*** Raw data

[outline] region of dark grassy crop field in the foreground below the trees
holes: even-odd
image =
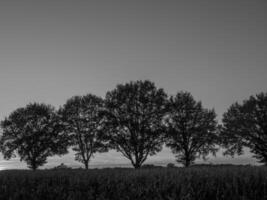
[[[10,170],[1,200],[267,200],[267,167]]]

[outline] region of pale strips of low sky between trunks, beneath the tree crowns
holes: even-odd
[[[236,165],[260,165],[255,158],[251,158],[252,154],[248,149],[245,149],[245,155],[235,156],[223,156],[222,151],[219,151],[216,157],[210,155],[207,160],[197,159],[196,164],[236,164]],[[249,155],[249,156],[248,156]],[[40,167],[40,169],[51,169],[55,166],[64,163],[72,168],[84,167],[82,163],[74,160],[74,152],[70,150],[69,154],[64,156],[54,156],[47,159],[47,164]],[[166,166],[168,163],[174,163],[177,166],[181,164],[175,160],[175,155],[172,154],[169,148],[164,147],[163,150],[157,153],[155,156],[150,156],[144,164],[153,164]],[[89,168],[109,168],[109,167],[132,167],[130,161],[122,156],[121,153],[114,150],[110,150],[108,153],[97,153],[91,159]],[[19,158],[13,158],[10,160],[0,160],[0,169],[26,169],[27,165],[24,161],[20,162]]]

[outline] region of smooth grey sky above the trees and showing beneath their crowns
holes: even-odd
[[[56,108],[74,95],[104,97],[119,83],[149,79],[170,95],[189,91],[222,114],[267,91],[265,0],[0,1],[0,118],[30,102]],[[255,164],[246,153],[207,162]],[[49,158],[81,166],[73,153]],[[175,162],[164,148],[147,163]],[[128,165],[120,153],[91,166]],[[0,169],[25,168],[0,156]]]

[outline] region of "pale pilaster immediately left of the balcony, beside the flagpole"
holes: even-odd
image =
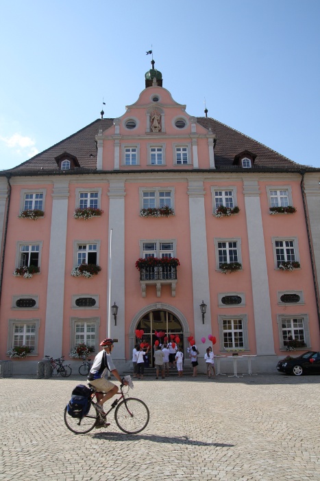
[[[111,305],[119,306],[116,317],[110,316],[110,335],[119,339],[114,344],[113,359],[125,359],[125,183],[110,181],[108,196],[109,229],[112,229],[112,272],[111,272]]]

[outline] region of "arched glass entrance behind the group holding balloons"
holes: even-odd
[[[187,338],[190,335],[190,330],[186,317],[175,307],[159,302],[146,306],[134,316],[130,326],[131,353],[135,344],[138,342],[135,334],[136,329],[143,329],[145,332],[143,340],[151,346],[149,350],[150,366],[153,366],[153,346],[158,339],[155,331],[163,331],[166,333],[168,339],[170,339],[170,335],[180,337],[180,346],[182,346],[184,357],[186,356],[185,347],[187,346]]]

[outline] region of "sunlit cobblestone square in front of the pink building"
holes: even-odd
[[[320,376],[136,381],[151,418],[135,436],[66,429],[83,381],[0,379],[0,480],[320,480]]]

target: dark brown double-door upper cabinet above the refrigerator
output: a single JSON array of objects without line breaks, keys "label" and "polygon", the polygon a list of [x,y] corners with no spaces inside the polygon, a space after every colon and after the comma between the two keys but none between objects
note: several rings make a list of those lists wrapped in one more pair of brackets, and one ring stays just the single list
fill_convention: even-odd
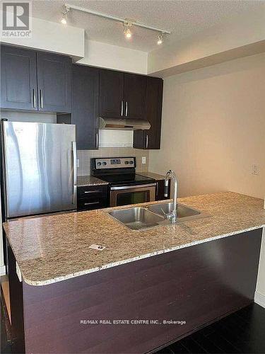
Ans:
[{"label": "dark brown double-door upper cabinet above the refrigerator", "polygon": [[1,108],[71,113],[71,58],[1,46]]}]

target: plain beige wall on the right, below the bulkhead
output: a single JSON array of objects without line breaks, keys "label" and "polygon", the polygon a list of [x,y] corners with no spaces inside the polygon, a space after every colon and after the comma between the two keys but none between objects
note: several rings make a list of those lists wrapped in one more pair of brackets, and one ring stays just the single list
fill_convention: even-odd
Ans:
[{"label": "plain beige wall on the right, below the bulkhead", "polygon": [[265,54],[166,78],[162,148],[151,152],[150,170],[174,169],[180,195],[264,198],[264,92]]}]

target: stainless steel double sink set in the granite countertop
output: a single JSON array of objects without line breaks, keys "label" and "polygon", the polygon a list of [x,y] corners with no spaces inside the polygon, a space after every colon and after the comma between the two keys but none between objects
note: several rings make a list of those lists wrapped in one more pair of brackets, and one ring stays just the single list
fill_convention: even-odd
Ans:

******

■ **Exercise prompt**
The material above should be returned exactly, without pictures.

■ **Exercise response**
[outline] region of dark grassy crop field in the foreground below the trees
holes: even-odd
image =
[[[10,170],[1,200],[267,200],[267,167]]]

[outline] region of pale strips of low sky between trunks, beneath the tree crowns
holes: even-odd
[[[236,165],[260,165],[255,158],[251,158],[252,154],[248,149],[245,149],[245,155],[235,156],[223,156],[222,151],[219,151],[216,157],[210,155],[207,160],[197,159],[196,164],[236,164]],[[249,155],[249,156],[248,156]],[[40,167],[40,169],[51,169],[55,166],[64,163],[72,168],[84,167],[82,163],[74,160],[74,152],[70,150],[69,154],[64,156],[54,156],[47,159],[47,164]],[[166,166],[168,163],[174,163],[177,166],[181,164],[175,160],[175,155],[172,154],[169,148],[164,147],[163,150],[157,153],[155,156],[150,156],[144,164],[153,164]],[[89,168],[109,168],[109,167],[132,167],[130,161],[122,156],[121,153],[114,150],[110,150],[108,153],[97,153],[91,159]],[[19,158],[13,158],[10,160],[0,160],[0,169],[26,169],[27,165],[24,161],[20,162]]]

[outline] region of smooth grey sky above the trees and showing beneath their crowns
holes: even-odd
[[[56,108],[74,95],[104,97],[119,83],[149,79],[170,95],[189,91],[222,114],[267,91],[265,0],[0,1],[0,118],[30,102]],[[255,164],[246,153],[207,162]],[[49,158],[81,166],[73,153]],[[175,162],[164,148],[147,163]],[[128,165],[120,153],[91,166]],[[0,169],[25,168],[0,156]]]

[outline] region of "pale pilaster immediately left of the balcony, beside the flagpole"
holes: even-odd
image =
[[[111,305],[119,306],[116,317],[110,316],[110,335],[119,339],[114,344],[113,359],[125,359],[125,183],[110,181],[108,196],[109,229],[112,229],[112,272],[111,272]]]

[outline] region of "arched glass entrance behind the group holding balloons"
holes: even-odd
[[[187,338],[190,335],[190,330],[186,317],[175,307],[159,302],[146,306],[134,316],[130,326],[131,353],[135,344],[138,342],[135,334],[136,329],[143,329],[145,332],[143,340],[151,346],[149,350],[150,366],[153,366],[153,346],[158,339],[155,331],[163,331],[166,333],[168,339],[170,339],[170,335],[180,337],[180,346],[182,346],[184,357],[186,356],[185,347],[187,346]]]

[outline] region of "sunlit cobblestone square in front of the pink building"
holes: even-odd
[[[320,376],[136,381],[151,418],[135,436],[66,429],[83,381],[0,379],[0,480],[320,480]]]

target: dark brown double-door upper cabinet above the refrigerator
output: a single JSON array of objects without line breaks, keys "label" and "polygon", the polygon a list of [x,y] corners with no spaces inside the polygon, a space after every colon and after the comma between the two keys but none between objects
note: several rings make a list of those lists wrapped in one more pair of brackets, and one ring stays just the single list
fill_convention: even-odd
Ans:
[{"label": "dark brown double-door upper cabinet above the refrigerator", "polygon": [[1,108],[71,113],[71,58],[1,46]]}]

target: plain beige wall on the right, below the bulkhead
output: a single JSON array of objects without line breaks, keys "label" and "polygon", the polygon a list of [x,y] corners with no spaces inside the polygon, a space after every colon and after the comma between the two keys but none between objects
note: several rings make a list of those lists wrapped in one more pair of brackets, and one ring stays just the single list
fill_convention: even-odd
Ans:
[{"label": "plain beige wall on the right, below the bulkhead", "polygon": [[265,54],[166,78],[162,148],[151,152],[150,170],[174,169],[180,195],[264,198],[264,92]]}]

target: stainless steel double sink set in the granite countertop
output: a single JSON array of objects without line breaks, keys "label" and "polygon", the polygon a list of [x,y] corners with no spaces inside the polygon, a space after every colon and after the comma between the two keys but none between objects
note: several rings make a list of those lists wrapped in one more pair of brackets, and one ring stays just the single list
fill_convention: even-odd
Ans:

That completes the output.